## Exercise instructions
Please return each record below exactly, with nothing left out.

## Given data
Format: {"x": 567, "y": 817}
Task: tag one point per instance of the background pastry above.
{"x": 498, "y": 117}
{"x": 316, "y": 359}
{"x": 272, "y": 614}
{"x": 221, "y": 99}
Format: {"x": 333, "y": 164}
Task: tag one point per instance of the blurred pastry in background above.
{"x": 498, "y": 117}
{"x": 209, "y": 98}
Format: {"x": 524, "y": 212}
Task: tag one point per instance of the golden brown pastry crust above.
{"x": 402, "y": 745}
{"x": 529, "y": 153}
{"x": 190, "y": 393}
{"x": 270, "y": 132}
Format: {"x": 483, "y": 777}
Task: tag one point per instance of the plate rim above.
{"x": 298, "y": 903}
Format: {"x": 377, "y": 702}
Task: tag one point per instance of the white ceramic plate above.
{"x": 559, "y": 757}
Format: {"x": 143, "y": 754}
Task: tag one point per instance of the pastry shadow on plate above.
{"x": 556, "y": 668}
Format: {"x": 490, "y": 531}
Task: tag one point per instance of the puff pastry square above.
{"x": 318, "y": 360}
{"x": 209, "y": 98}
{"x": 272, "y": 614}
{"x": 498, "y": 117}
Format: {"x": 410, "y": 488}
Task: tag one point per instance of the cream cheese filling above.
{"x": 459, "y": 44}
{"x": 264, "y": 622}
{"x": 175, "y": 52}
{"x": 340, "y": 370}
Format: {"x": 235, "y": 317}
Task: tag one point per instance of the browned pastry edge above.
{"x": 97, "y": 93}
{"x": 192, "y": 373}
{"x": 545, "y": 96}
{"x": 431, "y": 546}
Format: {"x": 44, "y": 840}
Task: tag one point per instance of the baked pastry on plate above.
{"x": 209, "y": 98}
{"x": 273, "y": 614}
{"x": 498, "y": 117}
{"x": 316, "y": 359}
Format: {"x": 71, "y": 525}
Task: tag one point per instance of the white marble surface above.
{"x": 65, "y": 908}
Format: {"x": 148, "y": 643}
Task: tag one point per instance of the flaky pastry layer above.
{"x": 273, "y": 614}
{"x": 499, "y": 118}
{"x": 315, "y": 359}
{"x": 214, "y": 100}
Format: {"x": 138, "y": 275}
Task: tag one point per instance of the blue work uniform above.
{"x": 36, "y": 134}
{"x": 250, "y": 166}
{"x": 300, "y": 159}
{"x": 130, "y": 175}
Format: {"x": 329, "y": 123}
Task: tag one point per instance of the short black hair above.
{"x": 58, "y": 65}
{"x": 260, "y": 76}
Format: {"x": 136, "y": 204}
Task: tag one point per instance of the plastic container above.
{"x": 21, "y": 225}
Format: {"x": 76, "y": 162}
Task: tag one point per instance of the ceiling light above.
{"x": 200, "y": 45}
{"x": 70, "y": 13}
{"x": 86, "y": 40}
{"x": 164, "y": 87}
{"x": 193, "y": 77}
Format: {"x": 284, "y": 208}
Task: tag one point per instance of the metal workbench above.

## Completed task
Format: {"x": 567, "y": 817}
Task: tag one point per instance of the background pastry above.
{"x": 498, "y": 117}
{"x": 316, "y": 359}
{"x": 272, "y": 614}
{"x": 221, "y": 99}
Format: {"x": 333, "y": 164}
Task: tag one point per instance of the blurred pastry in background above.
{"x": 498, "y": 117}
{"x": 209, "y": 98}
Format: {"x": 524, "y": 212}
Task: tag one point per instance of the golden brown pastry crust above.
{"x": 402, "y": 745}
{"x": 529, "y": 153}
{"x": 190, "y": 393}
{"x": 270, "y": 132}
Format: {"x": 483, "y": 777}
Task: tag one point per instance of the plate rim above.
{"x": 298, "y": 903}
Format: {"x": 377, "y": 702}
Task: tag one point per instance of the white ceramic plate above.
{"x": 559, "y": 757}
Format: {"x": 143, "y": 754}
Task: tag one point per instance of the pastry shadow on plate above.
{"x": 556, "y": 668}
Format: {"x": 490, "y": 531}
Task: tag one point per instance of the puff pastry square above.
{"x": 318, "y": 360}
{"x": 209, "y": 98}
{"x": 272, "y": 614}
{"x": 498, "y": 117}
Format: {"x": 410, "y": 488}
Task: tag one point per instance of the cream cheese filling above.
{"x": 459, "y": 44}
{"x": 264, "y": 622}
{"x": 175, "y": 52}
{"x": 340, "y": 370}
Format: {"x": 235, "y": 317}
Task: tag one point per instance of the browned pastry edge above.
{"x": 97, "y": 93}
{"x": 192, "y": 373}
{"x": 545, "y": 96}
{"x": 431, "y": 546}
Format: {"x": 44, "y": 840}
Task: tag one point per instance of the baked pastry on plate above.
{"x": 209, "y": 98}
{"x": 273, "y": 614}
{"x": 498, "y": 117}
{"x": 316, "y": 359}
Format: {"x": 71, "y": 525}
Task: tag one point per instance of the white marble surface above.
{"x": 65, "y": 908}
Format: {"x": 148, "y": 643}
Task: tag one point per instance of the flaky pastry layer above.
{"x": 273, "y": 614}
{"x": 499, "y": 118}
{"x": 315, "y": 359}
{"x": 214, "y": 100}
Format: {"x": 138, "y": 275}
Task: tag one point per instance of the blue work uniform above.
{"x": 36, "y": 134}
{"x": 250, "y": 166}
{"x": 300, "y": 159}
{"x": 130, "y": 175}
Format: {"x": 329, "y": 123}
Task: tag one point per instance of the short black hair above.
{"x": 58, "y": 65}
{"x": 260, "y": 76}
Format: {"x": 136, "y": 204}
Task: tag one point per instance of the plastic container above.
{"x": 21, "y": 225}
Format: {"x": 76, "y": 162}
Task: tag one point per instance of the ceiling light above.
{"x": 200, "y": 45}
{"x": 70, "y": 13}
{"x": 86, "y": 40}
{"x": 164, "y": 87}
{"x": 193, "y": 77}
Format: {"x": 284, "y": 208}
Task: tag one point per instance of the metal workbench above.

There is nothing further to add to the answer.